** Document section **

Maintain all records required to be maintained by the Fund under the USA PATRIOT Act in connection with the performance of the Transfer Agent's duties hereunder.
Benefit Plans
Throughout the term of this Agreement, the Transfer Agent will, through an entity selected and approved by the Fund, arrange for the custodianship of IRA and Xxxxx plans sponsored by Dreyfus for an annual fee payable by the beneficial owner/participant of $10.00 per account, with a maximum fee of $25.00 per participant. In the event an account is closed prior to the assessment of the annual fee, the annual fee will be assessed at the time the account is closed.
C(1)-16
APPENDIX C(2)
SOFTWARE ENHANCEMENTS AND FEES
The Fund may request enhancements to be made or functionality to support new products be developed within the software system utilized by the Transfer Agent.
Dreyfus-Dedicated Software Staff
The Transfer Agent will provide, at no additional cost to the Fund, a programming staff dedicated only to the completion of Dreyfus programming requests. The staff level shall be maintained at a ratio of one programmer/analyst for each 200,000 shareholder accounts within the Dreyfus-affiliated funds, and shall therefore be adjusted up and down, no less frequently than semi-annually, to maintain such ratio.
The Dreyfus-dedicated software staff will be managed by the Transfer Agent and is expected to conform to the Transfer Agent's programming and documentation standards. The Transfer Agent will provide a dedicated staff whose personnel will at all times have an average of at least five years data processing applications software experience, of which at least three years shall be developing data processing applications software with respect to mutual fund transfer agency activities. In addition, at no time will 25% or more of the staff have less than two years experience developing data processing applications software for mutual fund transfer agency activities. With regard to priorities, the staff will be directed at the sole discretion of Xxxxxxx to address those software requests which Xxxxxxx sees fit.

** The task **
Continue the transfer agency agreement text above, starting right after its last sentence.

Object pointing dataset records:

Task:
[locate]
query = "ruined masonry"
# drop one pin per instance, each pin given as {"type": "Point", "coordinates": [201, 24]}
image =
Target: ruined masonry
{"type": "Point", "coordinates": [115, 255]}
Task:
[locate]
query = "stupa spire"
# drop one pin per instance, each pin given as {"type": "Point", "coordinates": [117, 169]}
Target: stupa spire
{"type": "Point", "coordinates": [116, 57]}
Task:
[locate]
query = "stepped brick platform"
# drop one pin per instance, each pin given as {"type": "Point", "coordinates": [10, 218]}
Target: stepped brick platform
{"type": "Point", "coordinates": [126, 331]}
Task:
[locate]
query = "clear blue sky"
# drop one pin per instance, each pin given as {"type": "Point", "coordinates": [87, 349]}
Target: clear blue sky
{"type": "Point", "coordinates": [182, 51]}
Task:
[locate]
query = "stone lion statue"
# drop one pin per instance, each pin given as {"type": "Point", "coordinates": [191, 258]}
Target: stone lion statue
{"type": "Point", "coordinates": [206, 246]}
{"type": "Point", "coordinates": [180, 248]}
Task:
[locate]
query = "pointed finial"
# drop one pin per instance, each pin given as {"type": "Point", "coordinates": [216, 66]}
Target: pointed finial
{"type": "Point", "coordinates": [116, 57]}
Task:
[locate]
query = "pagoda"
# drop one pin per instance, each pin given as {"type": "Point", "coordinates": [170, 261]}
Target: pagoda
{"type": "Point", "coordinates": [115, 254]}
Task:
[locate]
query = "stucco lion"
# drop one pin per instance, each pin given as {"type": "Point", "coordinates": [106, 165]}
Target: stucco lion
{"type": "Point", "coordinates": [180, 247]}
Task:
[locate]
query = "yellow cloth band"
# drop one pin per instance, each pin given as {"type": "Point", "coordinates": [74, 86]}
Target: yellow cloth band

** The reply **
Should the Transfer Agent determine that the programming requirements of the Fund or the Dreyfus-affiliated funds require programming resources in addition to those provided by the Dreyfus-dedicated software staff, the Fund shall pay for as many additional programmers as may be necessary, not to exceed the number required to bring the total of the Dreyfus-dedicated software staff and additional programmers to ten, billed at the following rates and allocated to the Funds pro rata based on number of accounts:
Up to four (4) additional programmers: | Discounted rate of $110,000/year per | |
programmer | ||
Additional programmers in excess of four (4): | $163,000/year per programmer or $130/hour |
These rates may be changed in January each year in an amount equal to the change in the programmer’s salary, except that the annual increase for the programmers billed at the discounted rate will not exceed 3% per year.
If more than ten (10) programmers are required, the Transfer Agent shall obtain the Funds’ approval to add additional resources chargeable to the Funds.
C(2)-1
From time to time, the Dreyfus-dedicated software staff may be utilized for Dreyfus programming requirements that are not covered under this Agreement. In this case, the Funds will be reimbursed for each hour of programmer time utilized at the rate of 1/ 2,080th of the annual charge for an additional programmer.
Programming Request Procedures
Programming must be requested pursuant to the “Software Request Administration Procedures” attached hereto as Appendix F. Upon receipt of programming requests the Transfer Agent's dedicated staff will review the request and perform an initial analysis which will be adequate to provide a high level estimate. The Fund may use this estimate to assist in determining whether to proceed with the request. Upon the Fund determining to proceed, the Transfer Agent will provide an estimate by phase at the start of each phase (e.g., an estimate will be given for the requirements phase and upon completion of requirements an estimate for design will be provided, etc.). The Transfer Agent will provide a report with the status of each request.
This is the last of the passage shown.